What to produce: All records are to be retyped faithfully and completely.

Segment Start: Given records

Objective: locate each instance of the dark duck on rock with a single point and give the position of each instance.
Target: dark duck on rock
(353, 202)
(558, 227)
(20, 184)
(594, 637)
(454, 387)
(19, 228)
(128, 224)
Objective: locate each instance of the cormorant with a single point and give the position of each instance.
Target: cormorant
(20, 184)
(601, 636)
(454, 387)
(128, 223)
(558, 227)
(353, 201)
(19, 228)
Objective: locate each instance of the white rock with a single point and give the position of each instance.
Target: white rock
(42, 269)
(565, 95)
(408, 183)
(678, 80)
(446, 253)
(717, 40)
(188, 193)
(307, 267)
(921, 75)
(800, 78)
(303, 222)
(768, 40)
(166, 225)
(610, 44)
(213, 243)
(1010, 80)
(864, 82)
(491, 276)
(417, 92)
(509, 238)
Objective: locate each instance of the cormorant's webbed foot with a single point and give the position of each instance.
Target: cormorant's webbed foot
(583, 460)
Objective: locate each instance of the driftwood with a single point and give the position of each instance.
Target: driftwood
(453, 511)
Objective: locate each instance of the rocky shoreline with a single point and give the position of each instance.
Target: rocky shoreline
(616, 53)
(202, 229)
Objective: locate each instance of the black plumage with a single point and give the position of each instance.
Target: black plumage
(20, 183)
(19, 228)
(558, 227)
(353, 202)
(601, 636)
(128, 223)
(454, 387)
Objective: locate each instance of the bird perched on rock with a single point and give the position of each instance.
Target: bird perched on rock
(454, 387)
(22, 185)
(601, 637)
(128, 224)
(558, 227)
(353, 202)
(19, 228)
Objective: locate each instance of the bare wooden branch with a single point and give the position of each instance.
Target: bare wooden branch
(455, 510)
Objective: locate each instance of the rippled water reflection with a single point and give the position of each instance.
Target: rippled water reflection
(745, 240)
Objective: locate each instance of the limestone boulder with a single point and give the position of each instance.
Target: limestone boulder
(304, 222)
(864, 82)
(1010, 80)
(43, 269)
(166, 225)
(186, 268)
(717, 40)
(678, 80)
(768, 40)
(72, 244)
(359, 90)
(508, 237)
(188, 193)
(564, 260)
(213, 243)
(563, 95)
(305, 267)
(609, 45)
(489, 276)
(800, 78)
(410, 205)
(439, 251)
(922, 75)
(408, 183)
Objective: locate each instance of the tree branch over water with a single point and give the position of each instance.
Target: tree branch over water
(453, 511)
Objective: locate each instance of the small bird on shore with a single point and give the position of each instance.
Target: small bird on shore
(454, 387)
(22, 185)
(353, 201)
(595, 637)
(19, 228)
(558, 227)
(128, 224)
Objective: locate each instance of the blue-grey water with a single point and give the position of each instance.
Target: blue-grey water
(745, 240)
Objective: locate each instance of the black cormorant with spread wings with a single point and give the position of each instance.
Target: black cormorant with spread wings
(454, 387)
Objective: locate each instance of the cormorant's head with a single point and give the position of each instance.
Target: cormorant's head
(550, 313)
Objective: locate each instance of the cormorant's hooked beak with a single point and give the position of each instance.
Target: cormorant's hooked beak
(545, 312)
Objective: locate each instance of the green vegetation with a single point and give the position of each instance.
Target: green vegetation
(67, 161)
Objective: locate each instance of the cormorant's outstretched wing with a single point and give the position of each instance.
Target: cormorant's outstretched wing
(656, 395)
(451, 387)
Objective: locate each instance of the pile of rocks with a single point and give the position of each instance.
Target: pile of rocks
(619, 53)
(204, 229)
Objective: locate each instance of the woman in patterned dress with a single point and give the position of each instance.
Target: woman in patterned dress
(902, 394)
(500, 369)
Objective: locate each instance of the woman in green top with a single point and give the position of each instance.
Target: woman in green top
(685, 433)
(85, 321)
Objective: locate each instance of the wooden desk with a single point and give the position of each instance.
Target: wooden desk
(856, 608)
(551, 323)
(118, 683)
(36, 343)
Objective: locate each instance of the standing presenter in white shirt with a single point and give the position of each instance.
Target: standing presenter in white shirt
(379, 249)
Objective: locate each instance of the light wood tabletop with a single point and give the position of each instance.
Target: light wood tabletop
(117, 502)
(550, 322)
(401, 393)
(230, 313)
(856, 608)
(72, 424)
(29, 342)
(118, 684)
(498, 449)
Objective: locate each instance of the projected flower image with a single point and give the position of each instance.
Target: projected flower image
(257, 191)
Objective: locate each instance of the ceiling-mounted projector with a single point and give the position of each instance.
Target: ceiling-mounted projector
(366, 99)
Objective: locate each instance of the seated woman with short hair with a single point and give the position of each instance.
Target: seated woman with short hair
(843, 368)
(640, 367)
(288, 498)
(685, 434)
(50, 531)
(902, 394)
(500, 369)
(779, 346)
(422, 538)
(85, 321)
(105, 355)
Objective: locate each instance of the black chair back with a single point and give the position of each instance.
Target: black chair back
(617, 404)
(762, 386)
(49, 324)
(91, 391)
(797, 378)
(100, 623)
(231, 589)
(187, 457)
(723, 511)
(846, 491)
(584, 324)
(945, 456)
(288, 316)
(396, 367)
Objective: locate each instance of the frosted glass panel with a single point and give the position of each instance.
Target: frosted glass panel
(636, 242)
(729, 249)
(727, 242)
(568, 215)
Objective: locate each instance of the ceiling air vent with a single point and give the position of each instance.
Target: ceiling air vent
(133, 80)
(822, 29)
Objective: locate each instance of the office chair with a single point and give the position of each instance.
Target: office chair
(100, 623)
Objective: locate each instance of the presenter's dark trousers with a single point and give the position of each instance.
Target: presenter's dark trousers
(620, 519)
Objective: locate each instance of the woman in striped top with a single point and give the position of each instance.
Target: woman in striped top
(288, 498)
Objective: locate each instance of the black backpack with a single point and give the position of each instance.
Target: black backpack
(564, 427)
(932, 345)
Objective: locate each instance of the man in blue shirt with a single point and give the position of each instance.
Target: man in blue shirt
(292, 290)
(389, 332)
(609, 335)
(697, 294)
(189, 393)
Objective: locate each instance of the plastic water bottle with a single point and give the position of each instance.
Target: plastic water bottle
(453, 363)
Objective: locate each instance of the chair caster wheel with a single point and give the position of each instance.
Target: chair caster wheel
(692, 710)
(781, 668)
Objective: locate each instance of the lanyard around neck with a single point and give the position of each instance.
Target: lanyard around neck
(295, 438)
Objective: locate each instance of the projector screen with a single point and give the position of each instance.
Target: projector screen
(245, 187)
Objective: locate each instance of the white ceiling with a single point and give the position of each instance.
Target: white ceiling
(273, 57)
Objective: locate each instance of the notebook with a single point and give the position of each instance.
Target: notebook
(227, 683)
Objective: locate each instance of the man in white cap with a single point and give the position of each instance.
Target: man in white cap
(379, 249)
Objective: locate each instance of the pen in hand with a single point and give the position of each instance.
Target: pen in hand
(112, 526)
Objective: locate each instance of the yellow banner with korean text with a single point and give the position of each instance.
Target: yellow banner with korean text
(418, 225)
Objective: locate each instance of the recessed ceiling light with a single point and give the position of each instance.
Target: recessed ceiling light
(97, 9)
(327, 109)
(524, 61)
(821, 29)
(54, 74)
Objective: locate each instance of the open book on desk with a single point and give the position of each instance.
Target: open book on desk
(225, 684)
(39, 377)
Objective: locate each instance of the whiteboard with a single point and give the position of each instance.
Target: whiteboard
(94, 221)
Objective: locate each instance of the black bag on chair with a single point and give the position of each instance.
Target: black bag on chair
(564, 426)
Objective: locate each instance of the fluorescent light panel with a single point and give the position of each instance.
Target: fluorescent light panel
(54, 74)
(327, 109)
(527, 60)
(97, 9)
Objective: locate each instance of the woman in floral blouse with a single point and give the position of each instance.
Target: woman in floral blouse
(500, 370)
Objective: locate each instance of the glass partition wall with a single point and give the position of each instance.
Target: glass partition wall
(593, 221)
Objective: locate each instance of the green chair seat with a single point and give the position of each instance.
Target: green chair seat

Segment End: Given records

Solution for this problem:
Objective: locate each instance of the dark duck on rock with a single point and give the position of each instance.
Target: dark duck on rock
(353, 202)
(558, 227)
(20, 184)
(594, 637)
(454, 387)
(19, 228)
(128, 224)
Objective: locate each instance of the cormorant with a single point and give the position of each instance.
Target: cormorant
(20, 184)
(601, 636)
(454, 387)
(128, 223)
(558, 227)
(353, 201)
(19, 228)
Objective: locate each instance of the white rock with a single point and give the position of each instance.
Target: white rock
(42, 269)
(565, 95)
(408, 183)
(678, 80)
(446, 253)
(717, 40)
(188, 193)
(307, 267)
(921, 75)
(800, 78)
(303, 222)
(768, 40)
(166, 225)
(610, 44)
(213, 243)
(1010, 80)
(864, 82)
(491, 276)
(417, 92)
(509, 238)
Objective: locate each instance of the cormorant's webbed foot with a single point and give the position of each instance.
Target: cormorant's webbed foot
(583, 460)
Objective: locate each instance of the driftwood with a single point and give the position of each instance.
Target: driftwood
(453, 511)
Objective: locate each instance of the rocky shoreline with a single point and give the position of each instance.
Target: rocky shoreline
(616, 53)
(202, 229)
Objective: locate each instance of the black plumage with a single point and give the position of each instance.
Target: black plumage
(20, 183)
(19, 228)
(558, 227)
(353, 202)
(601, 636)
(128, 223)
(454, 387)
Objective: locate each instance of the bird perched on rock with a single point and give the position of each instance.
Target: bird perched on rock
(454, 387)
(22, 185)
(601, 637)
(128, 224)
(558, 227)
(353, 202)
(19, 228)
Objective: locate each instance of the bare wooden branch with a single point and give the position of each instance.
Target: bare wooden branch
(455, 510)
Objective: locate each instance of the rippled water reflection with a single point and give the position of each instance.
Target: rippled water reflection
(745, 240)
Objective: locate each instance of the limestone boulder with a single point and give the position of each instance.
Target: limestone boulder
(304, 222)
(864, 82)
(1010, 80)
(43, 269)
(166, 225)
(186, 268)
(717, 40)
(678, 80)
(768, 40)
(72, 244)
(359, 90)
(508, 237)
(188, 193)
(564, 260)
(213, 243)
(563, 95)
(305, 267)
(609, 45)
(489, 276)
(800, 78)
(410, 205)
(439, 251)
(922, 75)
(408, 183)
Objective: locate each instance of the tree branch over water with a single point and give the position of each instance.
Target: tree branch over water
(453, 511)
Objective: locate each instance of the small bird on shore with a single point and give the position of each instance.
Target: small bird on shore
(454, 387)
(22, 185)
(353, 201)
(595, 637)
(19, 228)
(558, 227)
(128, 224)
Objective: locate each instance of the blue-grey water with a single point and give the position of each instance.
Target: blue-grey water
(745, 240)
Objective: locate each instance of the black cormorant with spread wings with a single point and give the position of each instance.
Target: black cormorant with spread wings
(454, 387)
Objective: locate each instance of the cormorant's head with a single point and give the position of each instance.
Target: cormorant's head
(550, 313)
Objective: locate each instance of the cormorant's hooked beak with a single point and give the position of each instance.
Target: cormorant's hooked beak
(545, 312)
Objective: locate each instance of the green vegetation with a single point and give the position of each instance.
Target: green vegetation
(67, 161)
Objective: locate each instance of the cormorant's outstretched wing with a single point and give the position of each instance.
Target: cormorant's outstretched wing
(656, 395)
(451, 387)
Objective: locate each instance of the pile of rocks with a single point and give the position of each instance.
Target: pile of rocks
(619, 53)
(204, 229)
Objective: locate each instance of the woman in patterned dress with a single point and give the position of each instance.
Target: woman in patterned dress
(902, 394)
(500, 369)
Objective: locate each instance of the woman in green top with a single point and give the position of each instance.
Target: woman in green top
(685, 433)
(85, 321)
Objective: locate each instance of the wooden desk with a single point and give the position of each instance.
Target: wooden desk
(856, 608)
(551, 323)
(118, 683)
(36, 343)
Objective: locate each instance of the standing presenter in white shirt with a single point and give the position of each instance.
Target: standing presenter in white shirt
(379, 249)
Objective: locate each instance of the light wood tabletop with a single point and give the position of each instance.
Target: light wood tabletop
(117, 502)
(550, 322)
(401, 393)
(230, 313)
(856, 608)
(72, 424)
(29, 342)
(118, 684)
(498, 449)
Objective: locate each instance of the projected flower image with a single point and give the position of each instance.
Target: projected flower image
(257, 191)
Objective: locate each instance of the ceiling-mounted projector with a single point and give the position of each instance.
Target: ceiling-mounted projector
(366, 99)
Objective: locate each instance of the seated woman with short hair with a single point and give the position of each instance.
Target: seated woman with short hair
(843, 368)
(640, 367)
(288, 498)
(685, 434)
(50, 531)
(902, 394)
(500, 369)
(779, 346)
(422, 538)
(85, 321)
(105, 355)
Objective: locate each instance of the black chair back with a single point and give the position of each instance.
Target: black chair back
(617, 404)
(762, 386)
(49, 324)
(91, 391)
(797, 378)
(100, 623)
(231, 589)
(187, 457)
(723, 511)
(846, 491)
(584, 324)
(945, 456)
(288, 316)
(396, 367)
Objective: locate each instance of the frosted glass panel with a single point and give the position of each instance.
Target: frosted glass panel
(636, 242)
(729, 249)
(727, 242)
(568, 215)
Objective: locate each instance of the ceiling air vent with a single point and give the position of each instance.
Target: ceiling air vent
(133, 80)
(822, 29)
Objective: locate each instance of the office chair with a single point and give the position of each instance.
Target: office chair
(100, 623)
Objective: locate each instance of the presenter's dark trousers with a single point and give the position of each instance.
Target: presenter's dark trousers
(620, 519)
Objective: locate each instance of the woman in striped top with a single point and give the position of each instance.
Target: woman in striped top
(288, 498)
Objective: locate each instance of the black backpack with a single point and give the position of each instance.
Target: black backpack
(564, 427)
(932, 345)
Objective: locate each instance of the man in blue shirt with a single point and give the position of each instance.
Target: man in blue shirt
(292, 290)
(389, 332)
(609, 335)
(697, 294)
(189, 393)
Objective: locate each instance of the plastic water bottle with a single point and give the position of each instance.
Target: plastic water bottle
(453, 363)
Objective: locate each instance of the chair caster wheel with a single point and give the position of each instance.
Target: chair caster wheel
(692, 710)
(781, 668)
Objective: locate each instance of the lanyard around neck with a single point and give the position of each instance.
Target: lanyard around neck
(295, 438)
Objective: locate each instance of the projector screen with a single point and give the position of each instance.
Target: projector screen
(245, 187)
Objective: locate each instance of the white ceiling with a single point and give the position of each instance.
Target: white ceiling
(273, 57)
Objective: locate each instance of the notebook with a single point and give the position of each instance.
Target: notebook
(227, 683)
Objective: locate each instance of the man in white cap with a single point and give the position of each instance.
Target: man in white cap
(379, 249)
Objective: locate each instance of the pen in hand with a single point and give the position of each instance.
Target: pen in hand
(112, 526)
Objective: locate each instance of the yellow banner with korean text with a single point and give the position of each instance.
Target: yellow banner with korean text
(418, 225)
Objective: locate each instance of the recessed ceiling light with a single point and give the position of each instance.
Target: recessed ceiling light
(97, 9)
(327, 109)
(524, 61)
(821, 29)
(54, 74)
Objective: locate each instance of the open book on desk with a single point and give the position of each instance.
Target: open book on desk
(225, 684)
(39, 377)
Objective: locate each instance of the whiteboard with a single point and give the position of each instance.
Target: whiteboard
(94, 221)
Objective: locate each instance of the black bag on chair with a single point and give the position of each instance.
Target: black bag on chair
(564, 426)
Objective: locate each instance of the fluorescent light panel with a single point and give the position of each instance.
Target: fluorescent light panel
(54, 74)
(327, 109)
(527, 60)
(97, 9)
Objective: locate each instance of the woman in floral blouse with a single point and give the position of each instance.
Target: woman in floral blouse
(500, 370)
Objective: locate each instance of the glass partition wall with a single point and give the position of each instance.
Target: glass partition wall
(593, 221)
Objective: locate each instance of the green chair seat with a single point and give the position of each instance.
Target: green chair seat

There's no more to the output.